◆ Problem to solve ◆
Return the full listing exactly as it is written.

--- Source records ---

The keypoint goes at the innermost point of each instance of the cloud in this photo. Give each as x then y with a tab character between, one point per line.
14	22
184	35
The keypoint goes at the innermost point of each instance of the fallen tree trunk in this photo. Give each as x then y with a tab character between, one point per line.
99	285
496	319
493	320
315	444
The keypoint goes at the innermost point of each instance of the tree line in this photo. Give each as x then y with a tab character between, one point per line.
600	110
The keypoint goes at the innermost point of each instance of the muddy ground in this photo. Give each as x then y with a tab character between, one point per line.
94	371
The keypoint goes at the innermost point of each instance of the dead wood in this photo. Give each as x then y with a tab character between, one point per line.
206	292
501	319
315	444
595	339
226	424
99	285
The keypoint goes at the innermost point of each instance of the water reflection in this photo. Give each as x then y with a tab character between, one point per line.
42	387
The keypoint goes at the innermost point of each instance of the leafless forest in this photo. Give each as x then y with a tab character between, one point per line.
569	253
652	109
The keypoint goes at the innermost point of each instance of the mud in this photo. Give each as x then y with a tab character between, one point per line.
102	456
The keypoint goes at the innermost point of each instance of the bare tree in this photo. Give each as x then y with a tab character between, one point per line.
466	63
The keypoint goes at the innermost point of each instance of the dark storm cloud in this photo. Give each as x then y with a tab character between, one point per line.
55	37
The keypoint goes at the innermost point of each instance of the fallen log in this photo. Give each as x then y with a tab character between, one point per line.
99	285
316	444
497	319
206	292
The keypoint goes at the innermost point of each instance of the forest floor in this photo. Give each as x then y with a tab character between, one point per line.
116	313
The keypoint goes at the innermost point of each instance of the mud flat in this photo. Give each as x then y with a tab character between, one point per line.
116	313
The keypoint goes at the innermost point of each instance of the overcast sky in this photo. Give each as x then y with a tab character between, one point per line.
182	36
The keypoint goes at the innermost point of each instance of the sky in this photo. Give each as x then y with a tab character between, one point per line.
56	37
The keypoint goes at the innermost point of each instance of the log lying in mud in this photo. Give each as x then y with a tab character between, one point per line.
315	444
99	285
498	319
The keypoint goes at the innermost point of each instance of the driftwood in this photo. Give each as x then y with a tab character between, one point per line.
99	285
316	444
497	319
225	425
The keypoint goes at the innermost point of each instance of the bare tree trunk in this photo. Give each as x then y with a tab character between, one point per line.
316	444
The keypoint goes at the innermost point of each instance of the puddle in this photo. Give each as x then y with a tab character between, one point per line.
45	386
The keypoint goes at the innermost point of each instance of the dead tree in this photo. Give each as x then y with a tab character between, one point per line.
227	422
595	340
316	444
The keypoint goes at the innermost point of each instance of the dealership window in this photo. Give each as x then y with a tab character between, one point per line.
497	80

---

◆ Your solution ◆
The keypoint goes at the innermost point of each instance of the cloud in this photo. Give each as x then y with a tab character between, one point per line.
14	22
184	35
The keypoint goes at the innermost point of each instance of the fallen tree trunk in this photo. Give each as x then y with a tab character between, one point per line.
99	285
496	319
493	320
315	444
The keypoint goes at the innermost point of each instance of the tree line in this photo. Give each as x then y with a tab character between, one point per line.
600	110
The keypoint goes at the innermost point of each instance of the muddy ground in this photo. Give each as x then y with a tab character between, one point per line.
94	371
The keypoint goes at the innermost point of each instance of the dead wood in this photo. Give each as x then y with a tab character between, one point per line.
206	292
501	319
315	444
595	339
226	424
99	285
The keypoint goes at the innermost point of each instance of the water reflection in this photo. Give each as x then y with a tab character between, one point per line.
42	387
The keypoint goes at the innermost point of each instance of the leafless forest in this photo. Give each as x then y with a tab character between, one point per line.
569	253
652	109
The keypoint goes at the innermost point of each instance of the mud in this photo. Give each as x then y with a tab character between, one point per line.
102	456
The keypoint goes at the innermost point of each instance of the bare tree in this photo. Give each as x then y with a tab character between, one point per line.
466	63
The keypoint goes at the innermost point of each instance of the dark storm cloud in this photo. Give each as x then y with a tab character between, one point per line.
55	37
The keypoint goes at the innermost point of each instance of the fallen log in this photo. Give each as x then y with a tab character between, one point per line.
99	285
316	444
497	319
206	292
The keypoint goes at the innermost point of each instance of the forest floor in this photo. Give each as x then y with a tab character between, one point per line.
116	313
The keypoint goes at the innermost point of each instance of the mud flat in this photo. Give each as x then y with a tab character between, one point per line.
116	313
The keypoint goes at the innermost point of each instance of the overcast sky in this photo. Give each as x then y with a tab character between, one point per line.
182	36
The keypoint goes at the innermost point of each instance of the sky in this photo. Give each as x then y with a tab character between, one point per line.
56	37
The keypoint goes at the innermost point of each instance of the log lying in mud in this photo. Give each as x then y with a tab character between, one point per line.
315	444
99	285
498	319
The keypoint goes at the innermost point of each instance of the driftwood in this photo. Give each as x then y with a tab character between, one point per line.
99	285
316	444
497	319
225	425
The keypoint goes at the innermost point of each instance of the bare tree trunk in this photo. Give each as x then y with a tab character between, one point per line.
316	444
The keypoint goes at the innermost point of each instance of the puddle in this photo. Give each as x then y with a tab character between, one point per line.
45	386
The keypoint goes at the innermost point of each instance of the dead tree in this photo. Give each as x then y with a tab character between, one point per line.
227	422
595	340
316	444
The keypoint goes at the innermost point of each instance of the dealership window in this photo. Give each as x then y with a tab character between, one point per line.
497	80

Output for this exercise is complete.